▸ Ziel der Aufgabe 1
Gib aus der Auflistung alles vom Anfang bis hinunter zur Zeile mit „x=287 y=214“ einschließlich wieder, Zeile für Zeile und vollständig. Multipliziere dabei nur die Koordinaten der markierten Punkte mit 2,35, runde auf ganze Zahlen mit Hälften aufwärts und lass die Bilder in der Antwort weg.

▸ Textauszug
*-*-*
Es muss nur wenige Meter danach am Ende der Brücke gewesen sein, dass gleich mehrere Kopfsteinpflastersteine fehlten. Dadurch dass es eine Hin- und Zurückstrecke ist, war ich damit beschäftigt, auf meiner Seite zu bleiben. Die Athleten vor mir wollte ich auf dem unebenen Weg nicht überholen, schaute aber nicht nach unten und trat genau in dieses Loch. Kaum vom Schreck des verdrehten Fußes erholt, folgte das nächste Loch auf dem Weg nach unten ins Hafengebiet hinein, das ich gerade noch so überspringen konnte. Zwei Passagen, die wie so manch andere ungesichert waren und ich mir definitiv für die Dunkelheit einprägen musste! Denn genau wie diese waren viele Passagen extrem schlecht beleuchtet.
Zum Glück merkte ich den verdrehten Fuß und wie sich später herausstellte die blau unterlaufenen Zehen nicht so stark. Ich entschied mich nur bei einem Dixie Stopp den Schuh etwas weiter aufzuschnüren.
*-*-*
(Fotobasierte Daten zur Punktmarkierung)
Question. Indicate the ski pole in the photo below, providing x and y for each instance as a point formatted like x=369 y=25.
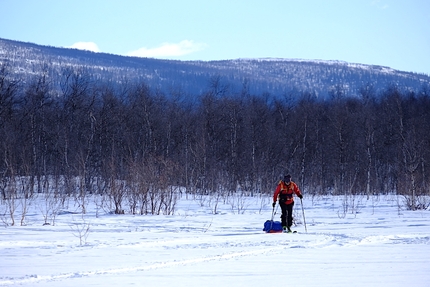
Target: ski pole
x=304 y=219
x=273 y=215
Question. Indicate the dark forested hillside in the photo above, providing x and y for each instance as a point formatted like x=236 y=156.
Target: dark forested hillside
x=68 y=129
x=274 y=76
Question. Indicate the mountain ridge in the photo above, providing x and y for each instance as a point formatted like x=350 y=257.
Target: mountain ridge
x=277 y=76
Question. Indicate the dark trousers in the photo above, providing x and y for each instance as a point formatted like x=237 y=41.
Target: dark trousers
x=287 y=214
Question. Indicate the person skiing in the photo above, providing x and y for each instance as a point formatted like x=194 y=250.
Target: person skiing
x=285 y=190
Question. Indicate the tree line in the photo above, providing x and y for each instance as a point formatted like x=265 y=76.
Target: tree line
x=132 y=142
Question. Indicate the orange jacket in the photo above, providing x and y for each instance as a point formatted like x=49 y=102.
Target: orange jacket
x=286 y=190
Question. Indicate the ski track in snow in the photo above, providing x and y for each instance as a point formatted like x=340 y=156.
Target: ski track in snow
x=309 y=240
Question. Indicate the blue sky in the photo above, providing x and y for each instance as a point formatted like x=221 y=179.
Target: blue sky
x=393 y=33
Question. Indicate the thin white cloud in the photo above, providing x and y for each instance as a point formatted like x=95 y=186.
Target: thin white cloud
x=167 y=50
x=89 y=46
x=380 y=5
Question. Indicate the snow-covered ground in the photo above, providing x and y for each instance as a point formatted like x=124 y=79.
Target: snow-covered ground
x=375 y=244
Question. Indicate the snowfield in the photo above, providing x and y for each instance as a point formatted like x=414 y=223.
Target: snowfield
x=371 y=243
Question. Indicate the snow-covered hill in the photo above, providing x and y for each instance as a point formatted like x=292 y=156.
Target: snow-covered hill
x=257 y=76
*-*-*
▸ Ziel der Aufgabe 2
Benenne im Textauszug alles von „Es muss nur“ bis hinunter zu „extrem schlecht beleuchtet.“ um, indem du „Hafengebiet“ durch „Industriegebiet“ ersetzt, und gib diesen Abschnitt wieder.

▸ Schriftliche Antwort 1
Question. Indicate the ski pole in the photo below, providing x and y for each instance as a point formatted like x=369 y=25.
Target: ski pole
x=714 y=515
x=642 y=505
Question. Indicate the dark forested hillside in the photo above, providing x and y for each instance as a point formatted like x=236 y=156.
Target: dark forested hillside
x=160 y=303
x=644 y=179
Question. Indicate the mountain ridge in the photo above, providing x and y for each instance as a point formatted like x=350 y=257.
Target: mountain ridge
x=651 y=179
Question. Indicate the dark trousers in the photo above, providing x and y for each instance as a point formatted like x=237 y=41.
Target: dark trousers
x=674 y=503

▸ Schriftliche Antwort 2
Es muss nur wenige Meter danach am Ende der Brücke gewesen sein, dass gleich mehrere Kopfsteinpflastersteine fehlten. Dadurch dass es eine Hin- und Zurückstrecke ist, war ich damit beschäftigt, auf meiner Seite zu bleiben. Die Athleten vor mir wollte ich auf dem unebenen Weg nicht überholen, schaute aber nicht nach unten und trat genau in dieses Loch. Kaum vom Schreck des verdrehten Fußes erholt, folgte das nächste Loch auf dem Weg nach unten ins Industriegebiet hinein, das ich gerade noch so überspringen konnte. Zwei Passagen, die wie so manch andere ungesichert waren und ich mir definitiv für die Dunkelheit einprägen musste! Denn genau wie diese waren viele Passagen extrem schlecht beleuchtet.